--- WHAT THE TASK REQUIRES ---
Could you update the part of the text on Nigeria's cash holdings that opens with the words containing "Total currency in" and closes with "on cash availability.", giving it again with "orthodox" changed to "conventional"?

--- SUPPLIED TEXT ---
Nigeria’s currency held outside the formal banking system rose to an all-time high of N5.4 trillion by the end of 2025, highlighting a significant increase in the volume of physical cash retained by individuals and businesses across the country. The latest figures underscore a growing reliance on cash, despite long-standing policy efforts aimed at promoting digital payments and reducing the economy’s dependence on physical currency.
The data, released as part of the Central Bank of Nigeria’s (CBN) money supply statistics, provides insight into liquidity conditions and cash usage patterns within the economy. The sharp rise in currency outside banks occurred alongside a broader expansion in money supply, with total money supply closing the year at approximately N124.4 trillion. This combination has raised fresh questions about the effectiveness and pace of Nigeria’s transition toward a cashless economy.
Currency in circulation also reached a historic high of N5.7 trillion in December 2025, indicating that only a relatively small portion of total cash remained within commercial bank vaults. The figures suggest that a significant share of naira notes continues to circulate directly among households, traders, and businesses rather than being held in deposit accounts.
What the Data Shows
Currency outside banks represents physical cash that is not deposited within the formal banking system. As of December 2025, this figure stood at N5.4 trillion, the highest level ever recorded. This surpassed the previous record of N5.125 trillion observed in December 2024.
While currency outside banks typically rises toward the end of each year due to increased spending during the festive season, the scale of the increase in 2025 was particularly notable. Throughout the year, currency outside banks averaged about N4.5 trillion, before accelerating sharply in the final months and crossing the N5 trillion threshold.
Total currency in circulation followed a similar trajectory, climbing steadily and closing the year at N5.7 trillion. The sustained growth in physical cash usage appears to contrast with the CBN’s long-standing objective of reducing cash transactions through digital payment systems, electronic transfers, and financial technology platforms.
Although the current CBN leadership continues to support digital financial inclusion, recent monetary policy actions suggest a greater reliance on orthodox tools—such as interest rate adjustments and liquidity management—rather than direct restrictions on cash availability.
Policy Context and Historical Background
The current rise in currency outside the banking system marks a significant shift from the approach adopted by the previous CBN leadership. In the period leading up to Nigeria’s 2023 general elections, the central bank pursued an aggressive strategy to limit cash availability, culminating in one of the sharpest contractions in currency circulation in recent history.
In January 2023, currency outside banks fell to a record low of N792.1 billion following the introduction of the naira redesign policy. The initiative significantly restricted access to physical cash, triggering widespread economic disruption, supply chain challenges, and public dissatisfaction. Although the policy was officially framed as a measure to improve monetary control and curb illicit financial activities, many observers believed it was also intended to limit the use of cash during the election period—an allegation the CBN denied.

--- RECORD LIST ---
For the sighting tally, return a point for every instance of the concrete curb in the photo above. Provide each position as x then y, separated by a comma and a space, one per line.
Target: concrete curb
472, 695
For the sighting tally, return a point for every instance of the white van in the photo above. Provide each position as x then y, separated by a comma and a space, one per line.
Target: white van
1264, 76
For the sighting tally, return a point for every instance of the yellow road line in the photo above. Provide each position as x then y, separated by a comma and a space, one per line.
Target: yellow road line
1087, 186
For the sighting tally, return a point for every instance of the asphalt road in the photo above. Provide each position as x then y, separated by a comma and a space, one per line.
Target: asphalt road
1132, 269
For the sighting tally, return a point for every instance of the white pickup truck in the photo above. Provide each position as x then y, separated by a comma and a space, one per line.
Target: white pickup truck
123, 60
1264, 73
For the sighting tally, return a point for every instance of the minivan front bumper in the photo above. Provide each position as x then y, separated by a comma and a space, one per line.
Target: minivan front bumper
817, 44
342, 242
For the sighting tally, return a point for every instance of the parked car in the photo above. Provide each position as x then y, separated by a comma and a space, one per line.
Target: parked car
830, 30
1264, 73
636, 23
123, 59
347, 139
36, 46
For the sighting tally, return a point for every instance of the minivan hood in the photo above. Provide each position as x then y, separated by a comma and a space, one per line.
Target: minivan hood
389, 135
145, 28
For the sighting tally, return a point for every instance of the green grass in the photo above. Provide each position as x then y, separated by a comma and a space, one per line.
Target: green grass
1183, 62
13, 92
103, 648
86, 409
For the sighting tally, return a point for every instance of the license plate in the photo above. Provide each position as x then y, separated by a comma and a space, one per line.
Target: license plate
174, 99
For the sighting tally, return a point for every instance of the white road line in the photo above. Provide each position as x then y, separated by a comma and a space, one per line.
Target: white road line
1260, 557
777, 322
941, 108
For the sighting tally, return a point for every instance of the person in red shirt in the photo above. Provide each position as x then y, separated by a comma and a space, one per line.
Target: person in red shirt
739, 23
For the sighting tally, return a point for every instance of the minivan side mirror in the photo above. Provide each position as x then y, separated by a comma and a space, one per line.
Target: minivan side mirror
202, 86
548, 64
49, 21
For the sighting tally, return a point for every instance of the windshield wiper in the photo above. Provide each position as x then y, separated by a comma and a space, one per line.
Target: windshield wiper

==

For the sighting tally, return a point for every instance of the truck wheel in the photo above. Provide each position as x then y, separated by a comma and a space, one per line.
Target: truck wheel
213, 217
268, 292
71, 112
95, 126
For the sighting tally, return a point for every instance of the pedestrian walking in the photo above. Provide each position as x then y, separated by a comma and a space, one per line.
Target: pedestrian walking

==

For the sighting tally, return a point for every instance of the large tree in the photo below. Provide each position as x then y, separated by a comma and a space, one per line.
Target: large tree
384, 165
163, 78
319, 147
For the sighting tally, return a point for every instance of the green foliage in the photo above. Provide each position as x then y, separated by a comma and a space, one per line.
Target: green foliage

--- SOLUTION FOR THIS PROBLEM ---
Total currency in circulation followed a similar trajectory, climbing steadily and closing the year at N5.7 trillion. The sustained growth in physical cash usage appears to contrast with the CBN’s long-standing objective of reducing cash transactions through digital payment systems, electronic transfers, and financial technology platforms.
Although the current CBN leadership continues to support digital financial inclusion, recent monetary policy actions suggest a greater reliance on conventional tools—such as interest rate adjustments and liquidity management—rather than direct restrictions on cash availability.